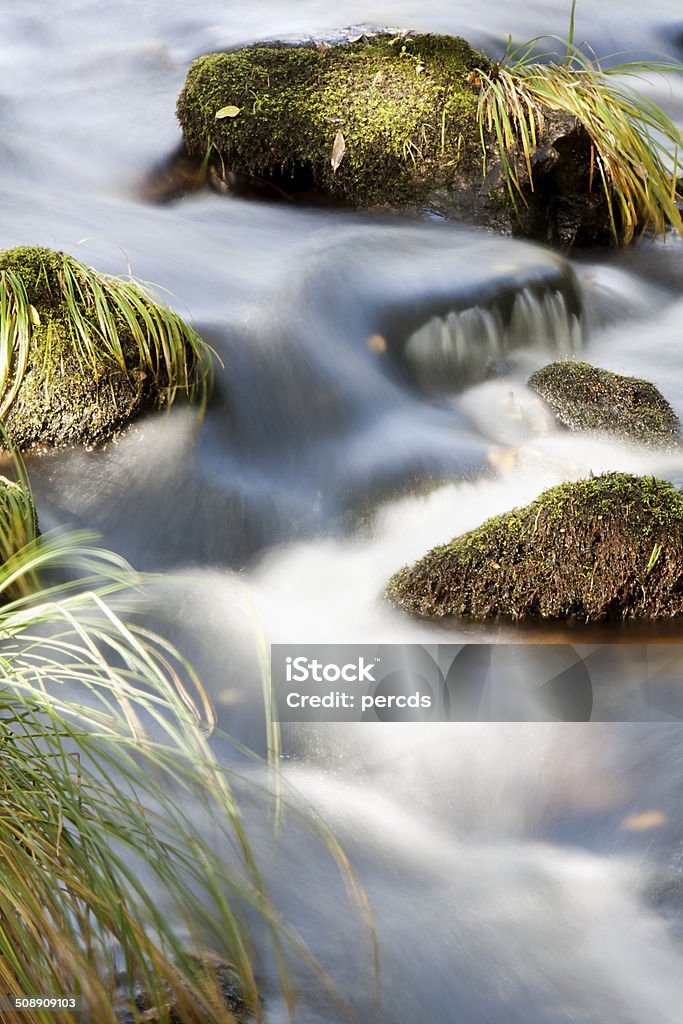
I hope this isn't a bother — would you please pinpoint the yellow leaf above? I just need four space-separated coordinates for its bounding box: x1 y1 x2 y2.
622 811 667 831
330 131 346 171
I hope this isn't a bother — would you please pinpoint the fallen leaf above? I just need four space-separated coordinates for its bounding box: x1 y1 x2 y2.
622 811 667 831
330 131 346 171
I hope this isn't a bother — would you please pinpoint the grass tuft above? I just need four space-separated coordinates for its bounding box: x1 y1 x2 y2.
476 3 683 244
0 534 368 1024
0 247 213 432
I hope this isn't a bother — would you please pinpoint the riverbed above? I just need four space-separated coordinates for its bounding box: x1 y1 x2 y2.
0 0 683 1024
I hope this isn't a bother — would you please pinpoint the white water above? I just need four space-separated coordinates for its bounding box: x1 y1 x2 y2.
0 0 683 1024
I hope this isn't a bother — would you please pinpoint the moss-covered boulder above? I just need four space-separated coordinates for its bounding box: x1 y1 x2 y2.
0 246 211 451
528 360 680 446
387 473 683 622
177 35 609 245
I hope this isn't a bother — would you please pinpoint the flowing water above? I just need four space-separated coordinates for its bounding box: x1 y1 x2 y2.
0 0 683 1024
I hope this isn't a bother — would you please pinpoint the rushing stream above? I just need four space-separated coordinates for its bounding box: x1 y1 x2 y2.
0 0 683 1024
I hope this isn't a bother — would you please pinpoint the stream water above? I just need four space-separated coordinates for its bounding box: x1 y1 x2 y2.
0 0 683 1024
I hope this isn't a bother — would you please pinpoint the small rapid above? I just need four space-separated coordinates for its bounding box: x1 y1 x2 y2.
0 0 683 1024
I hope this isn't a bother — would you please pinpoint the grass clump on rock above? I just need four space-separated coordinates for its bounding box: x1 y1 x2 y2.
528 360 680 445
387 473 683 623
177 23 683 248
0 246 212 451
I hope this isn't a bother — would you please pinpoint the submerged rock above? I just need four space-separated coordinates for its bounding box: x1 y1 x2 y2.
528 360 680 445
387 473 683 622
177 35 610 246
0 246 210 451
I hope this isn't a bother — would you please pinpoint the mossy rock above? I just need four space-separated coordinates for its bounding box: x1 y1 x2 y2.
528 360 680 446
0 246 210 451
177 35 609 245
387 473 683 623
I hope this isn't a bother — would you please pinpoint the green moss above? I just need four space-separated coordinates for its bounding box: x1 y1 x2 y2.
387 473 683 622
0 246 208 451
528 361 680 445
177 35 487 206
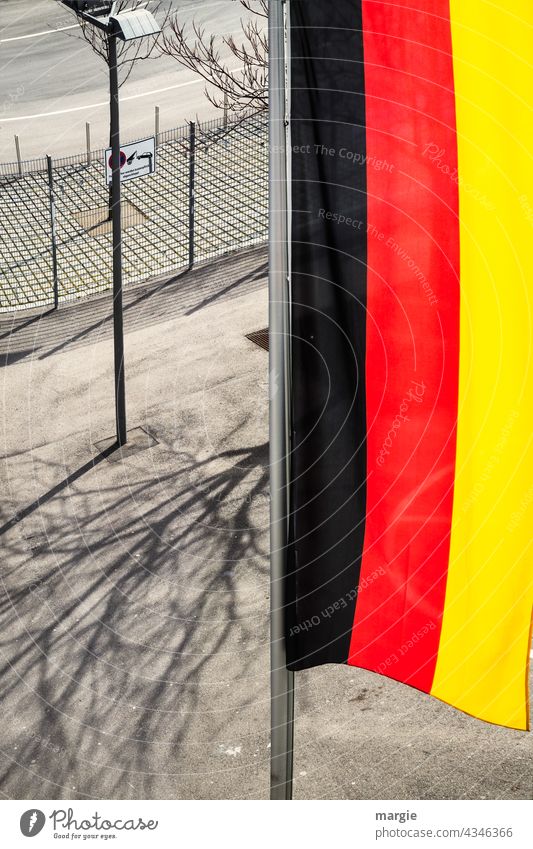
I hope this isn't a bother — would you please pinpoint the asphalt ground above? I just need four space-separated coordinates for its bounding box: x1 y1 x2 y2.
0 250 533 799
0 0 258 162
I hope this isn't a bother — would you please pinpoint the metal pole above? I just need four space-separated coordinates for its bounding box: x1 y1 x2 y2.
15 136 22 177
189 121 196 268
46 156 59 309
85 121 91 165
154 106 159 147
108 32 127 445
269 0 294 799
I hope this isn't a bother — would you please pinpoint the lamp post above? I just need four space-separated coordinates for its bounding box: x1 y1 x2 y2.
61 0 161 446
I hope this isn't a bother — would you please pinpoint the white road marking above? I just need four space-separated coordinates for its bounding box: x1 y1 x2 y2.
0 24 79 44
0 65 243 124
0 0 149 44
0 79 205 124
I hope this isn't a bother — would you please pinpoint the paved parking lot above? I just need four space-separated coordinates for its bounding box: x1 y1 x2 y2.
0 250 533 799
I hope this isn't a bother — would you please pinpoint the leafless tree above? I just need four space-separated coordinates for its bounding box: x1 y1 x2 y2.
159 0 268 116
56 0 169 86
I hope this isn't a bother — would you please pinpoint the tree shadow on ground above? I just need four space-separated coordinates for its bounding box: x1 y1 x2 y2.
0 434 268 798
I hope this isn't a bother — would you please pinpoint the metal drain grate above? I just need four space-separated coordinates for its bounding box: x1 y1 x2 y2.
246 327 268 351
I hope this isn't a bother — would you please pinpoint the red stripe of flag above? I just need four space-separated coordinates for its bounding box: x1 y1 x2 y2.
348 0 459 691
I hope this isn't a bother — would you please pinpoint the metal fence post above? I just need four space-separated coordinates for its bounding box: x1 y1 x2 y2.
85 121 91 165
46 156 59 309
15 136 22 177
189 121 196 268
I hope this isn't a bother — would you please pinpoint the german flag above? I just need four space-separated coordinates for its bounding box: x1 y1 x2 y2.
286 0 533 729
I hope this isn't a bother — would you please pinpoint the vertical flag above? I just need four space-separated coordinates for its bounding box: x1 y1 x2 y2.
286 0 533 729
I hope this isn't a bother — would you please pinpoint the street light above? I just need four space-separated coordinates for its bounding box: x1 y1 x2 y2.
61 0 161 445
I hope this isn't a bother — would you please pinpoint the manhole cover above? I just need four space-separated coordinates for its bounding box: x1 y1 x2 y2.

Task to complete
Copy out every item above word for word, leaving out the pictures.

Task answer
I hope this isn't a bother — would you please pinpoint the yellow leaf above? I just need four space-separated coordinates for its bounding box: x1 y1 x2 y2.
622 811 667 831
330 131 346 171
I hope this isn't a bother — would you please pinpoint the fallen leaf above? I just need four space-separated coordinates for its bounding box: x1 y1 x2 y2.
622 811 667 831
330 131 346 171
I hope this isn't a bother — would you please pinpoint the grass tuft above? I just need four space-separated coordinates for its bounding box: x1 y1 x2 y2.
476 3 683 244
0 534 368 1024
0 247 213 432
I hope this isn't a bother — would you please pinpoint the riverbed above? I just need four space-separated coordinates for its bounding box: x1 y1 x2 y2.
0 0 683 1024
I hope this isn't a bother — would you please pinpoint the white water above? I just need four space-separated coordinates for its bounding box: x1 y1 x2 y2.
0 0 683 1024
I hope this isn't a bother — would you please pinpoint the moss-covered boulder above? I just need four space-separated coordinates for its bounding box: x1 y1 x2 y2.
0 246 211 451
528 360 680 446
387 473 683 622
177 35 609 245
I hope this isn't a bother — would you please pinpoint the flowing water above? I just need four space-separated coordinates for its bounding box: x1 y1 x2 y2.
0 0 683 1024
I hope this isn't a bother — would you please pinpoint the rushing stream above? I just need four space-separated coordinates for its bounding box: x1 y1 x2 y2.
0 0 683 1024
I hope this isn't a bother — would you please pinpoint the stream water above? I just need four space-separated coordinates for its bounding box: x1 y1 x2 y2.
0 0 683 1024
I hope this isn't a bother — would you please pinpoint the small rapid above? I just need four space-separated coordinates for its bounding box: x1 y1 x2 y2.
0 0 683 1024
I hope this isn't a bother — would you please pinpoint the grass clump on rock above? I just need four space-separated coordinates for its bounding box: x1 y1 x2 y2.
528 360 680 445
387 473 683 623
177 23 683 248
0 246 212 451
I hope this isn't a bother — would you please pinpoint the submerged rock above? I just need four space-separated coordinates for its bounding box: x1 y1 x2 y2.
528 360 680 445
387 473 683 622
177 35 610 246
0 246 210 451
I hope this isn't a bother — would you please pinpoint the mossy rock above? I just need four space-separated coordinates for its bounding box: x1 y1 x2 y2.
528 360 680 446
0 246 210 451
177 35 609 245
387 473 683 623
I hope this isn't a bother — would you please pinpoint the green moss above? I just need four space-separated coordinates for its bounding box: x1 y1 x2 y2.
387 473 683 622
0 246 208 451
528 361 680 445
177 35 487 206
I hope this isn't a bother — would you please pinpoint the asphalt ground above? I just need four space-separated coordinates for its bounding box: x1 y1 x2 y2.
0 250 533 799
0 0 258 162
I hope this isn't a bother — would you please pinpoint the metal pole above? I just need four space-separated coordinates for its bounding box: x1 y1 x2 y2.
15 136 22 177
189 121 196 268
46 156 59 309
85 121 91 165
154 106 159 147
108 32 127 445
269 0 294 799
I hope this isn't a bother — would you please pinpoint the lamp post above? I just need four space-separated coordinates for its bounding box: x1 y1 x2 y2.
61 0 161 446
I hope this isn't a bother — would you please pinpoint the white road marking above? I just need four space-separated coordinates for its bounding box: x1 y1 x2 y2.
0 24 79 44
0 65 243 124
0 0 149 44
0 79 205 124
I hope this isn't a bother — would you please pinpoint the paved parking lot above? I just need four space-separated coordinates for its bounding box: x1 y1 x2 y2.
0 250 533 799
I hope this isn't a bother — would you please pinpoint the leafless tree above? I just need four space-separated coordinates for its bounding box: x1 y1 x2 y2.
159 0 268 116
56 0 169 86
I hope this isn't a bother — would you please pinpoint the tree shadow on ground above? I just need four space-separated coordinates for its bounding box: x1 y1 x2 y2.
0 434 268 798
I hope this isn't a bother — would you please pinpoint the metal drain grate above? I just need four space-separated coordinates for its bounding box: x1 y1 x2 y2.
246 327 268 351
I hope this isn't a bother — would you please pinpoint the red stripe of flag above? I just need four space-separated coordinates for its bounding box: x1 y1 x2 y2.
348 0 459 691
I hope this isn't a bother — would you please pinpoint the metal fence post above? I just need four space-separated coordinates for its bounding box: x1 y1 x2 y2.
85 121 91 165
46 156 59 309
15 136 22 177
189 121 196 268
I hope this isn't a bother — would you please pinpoint the german flag above? I just need four space-separated coordinates for its bounding box: x1 y1 x2 y2.
286 0 533 729
I hope this isn't a bother — would you please pinpoint the vertical flag above? I just need four space-separated coordinates for its bounding box: x1 y1 x2 y2.
286 0 533 729
I hope this isn't a bother — would you please pinpoint the street light above? I just need four space-separated coordinates for its bounding box: x1 y1 x2 y2.
61 0 161 445
I hope this isn't a bother — would you please pinpoint the manhole cover above? I just need four space-separated coordinates for its bounding box: x1 y1 x2 y2.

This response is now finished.